#### Activity:
Every record is to be copied unchanged, except that its pictures are removed.

#### Entries supplied:

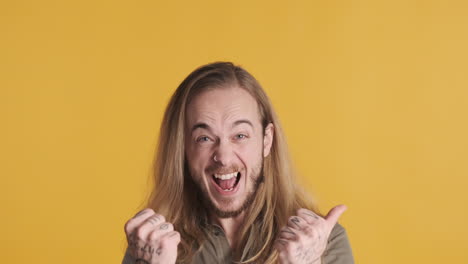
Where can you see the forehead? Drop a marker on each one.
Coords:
(222, 105)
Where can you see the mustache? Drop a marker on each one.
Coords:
(216, 169)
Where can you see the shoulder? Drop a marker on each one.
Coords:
(338, 249)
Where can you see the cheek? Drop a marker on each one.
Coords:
(197, 161)
(250, 153)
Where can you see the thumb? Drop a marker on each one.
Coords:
(334, 214)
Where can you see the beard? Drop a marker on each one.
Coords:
(256, 178)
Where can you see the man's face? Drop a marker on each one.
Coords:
(225, 146)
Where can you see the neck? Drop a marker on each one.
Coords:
(231, 227)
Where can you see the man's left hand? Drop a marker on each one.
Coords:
(304, 238)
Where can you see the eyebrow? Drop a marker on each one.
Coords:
(207, 127)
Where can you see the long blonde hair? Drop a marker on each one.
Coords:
(173, 195)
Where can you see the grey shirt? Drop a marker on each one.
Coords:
(216, 248)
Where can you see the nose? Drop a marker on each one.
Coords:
(223, 153)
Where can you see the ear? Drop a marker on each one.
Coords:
(268, 139)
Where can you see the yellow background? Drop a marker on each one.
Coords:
(373, 96)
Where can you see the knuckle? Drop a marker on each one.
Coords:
(140, 233)
(160, 217)
(127, 227)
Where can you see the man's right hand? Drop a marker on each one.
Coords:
(151, 239)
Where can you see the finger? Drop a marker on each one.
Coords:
(309, 216)
(172, 238)
(143, 231)
(144, 211)
(283, 247)
(288, 234)
(137, 220)
(334, 214)
(297, 222)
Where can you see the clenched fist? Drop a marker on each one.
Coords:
(304, 238)
(151, 239)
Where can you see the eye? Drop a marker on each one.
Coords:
(203, 139)
(241, 136)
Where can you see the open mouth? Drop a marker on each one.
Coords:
(227, 182)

#### Solution:
Where can you see the forehead? Drop a marker on each one.
Coords:
(222, 105)
Where can you see the mustache? Drop a marker on each one.
Coords:
(216, 169)
Where can you see the shoulder? Drop a marker on each one.
Coords:
(338, 249)
Where can you see the cheek? Drop a marker on each one.
Coords:
(197, 161)
(250, 153)
Where can you see the thumb? Drop a marker on each one.
Coords:
(334, 214)
Where can you see the beard? Drop a marker on each one.
Coords:
(256, 178)
Where can you see the man's face? Drop a marker on each one.
Coords:
(225, 146)
Where can you see the neck? Drop a marker on each one.
Coords:
(231, 227)
Where can you see the man's left hand? Drop a marker on each one.
Coords:
(304, 238)
Where can you see the eyebrow? Drop a marker on each one.
Coords:
(207, 127)
Where can you see the long blonde hair? Drop a marker on each one.
Coords:
(173, 195)
Where can you see the grey shirt? Drop a marker on each one.
Coords:
(216, 248)
Where can you see the nose? Drop a marker on each one.
Coords:
(223, 153)
Where can you see the ear? Drop a marker on each one.
Coords:
(268, 139)
Where can you see the yellow background? Drop a marker on each one.
Coords:
(373, 96)
Where can you see the knuckle? Drop a marker on each one.
Coords:
(140, 233)
(160, 217)
(127, 227)
Where can you see the man's right hand? Drop a marker on each one.
Coords:
(151, 239)
Where can you see the finger? Drop a marker on each one.
Coords:
(309, 216)
(172, 238)
(143, 231)
(144, 211)
(283, 247)
(288, 234)
(137, 220)
(334, 214)
(297, 222)
Where can you see the clenched fist? Drop a marker on each one.
Coords:
(304, 238)
(151, 239)
Where can you see the eye? Drop a marker on each one.
Coords:
(203, 139)
(241, 136)
Where can you see the open mouth? Drop a marker on each one.
Coords:
(227, 182)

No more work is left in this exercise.